■ **Problems and tasks**:
1 – Write out the passage of the text on Justin Murphy from "Last week I" to "far right apologia.".
2 – Translate this sentence from the text on Justin Murphy into Spanish: "Last week I wrote a blog post criticizing Justin Murphy for advancing an intellectual project that gives platforms for various petit fascist tendencies under a cheap veneer of academic reason and sobriety."

The Sublime Justin of Ideology

Last week I wrote a blog post criticizing Justin Murphy for advancing an intellectual project that gives platforms for various petit fascist tendencies under a cheap veneer of academic reason and sobriety. My criticism of Murphy is not that he engages with dangerous subjects from an outsider perspective—after all, I’ve written for Jacobite, which has the explicit goal of trying to corner that market—but that he uses a sort of mobile network of meaningless academic-philosophical signifiers to obscure what is, at the essence, advancing an online brand of disingenuously latching onto and shielding far right apologia.

I wrote the piece, which says that he must be “cancelled”—intended not in the sense that I want him fired from his job and ostracized from society, but that I want to start a sort of public discussion in which the contradictions of his “philosophy” are brought out into the open and resolved in a way that, hopefully, advances to some kind of higher understanding of the role of “public intellectuals” (if we can call ourselves that) and the relationship of responsible thinkers with the fringes of public discourse. From this, ideally, we attain a more necessarily adequate understanding of what the contemporary public system of opinions actually is, which has obvious current political urgency, and so on and so on.

■ **Exercise data**:
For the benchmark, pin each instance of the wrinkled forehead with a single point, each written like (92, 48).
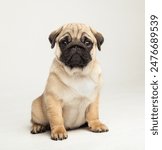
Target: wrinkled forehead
(76, 31)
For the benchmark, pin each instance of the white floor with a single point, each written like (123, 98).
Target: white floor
(122, 109)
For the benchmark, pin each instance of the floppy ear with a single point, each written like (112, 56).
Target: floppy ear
(99, 38)
(53, 36)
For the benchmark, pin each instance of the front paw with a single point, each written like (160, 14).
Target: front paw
(97, 126)
(59, 133)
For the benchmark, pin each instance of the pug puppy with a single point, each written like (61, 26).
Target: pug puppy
(71, 95)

■ **Answers for the tasks**:
1 –
Last week I wrote a blog post criticizing Justin Murphy for advancing an intellectual project that gives platforms for various petit fascist tendencies under a cheap veneer of academic reason and sobriety. My criticism of Murphy is not that he engages with dangerous subjects from an outsider perspective—after all, I’ve written for Jacobite, which has the explicit goal of trying to corner that market—but that he uses a sort of mobile network of meaningless academic-philosophical signifiers to obscure what is, at the essence, advancing an online brand of disingenuously latching onto and shielding far right apologia.

2 – La semana pasada escribí una entrada de blog en la que criticaba a Justin Murphy por impulsar un proyecto intelectual que da plataforma a diversas tendencias pequeñofascistas bajo una barata apariencia de razón y sobriedad académicas.